REQUIRED TASK: Render the lines below as a JSON list of strings, one string per line, omitting blank lines and leaving out the pictures.
─── DATA TO USE
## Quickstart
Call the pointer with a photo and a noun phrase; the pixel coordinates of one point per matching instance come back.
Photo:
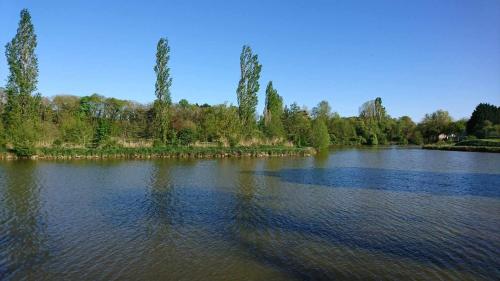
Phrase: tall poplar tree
(273, 113)
(161, 106)
(20, 115)
(248, 87)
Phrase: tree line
(30, 120)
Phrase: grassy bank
(159, 152)
(479, 145)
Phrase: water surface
(356, 214)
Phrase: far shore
(157, 152)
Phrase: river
(352, 214)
──────
TASK RESULT:
[
  "## Quickstart",
  "Call the pointer with a photo and a noun phrase; the pixel coordinates of one point per matching instance come back.",
  "Photo:",
  "Phrase: tall poplar tree",
  "(273, 113)",
  "(161, 106)",
  "(20, 115)",
  "(248, 87)",
  "Phrase: tree line",
  "(30, 120)",
  "Phrase: grassy bank",
  "(159, 152)",
  "(479, 145)",
  "Phrase: water surface",
  "(356, 214)",
  "Phrase: far shore",
  "(157, 152)",
  "Phrase: river",
  "(352, 214)"
]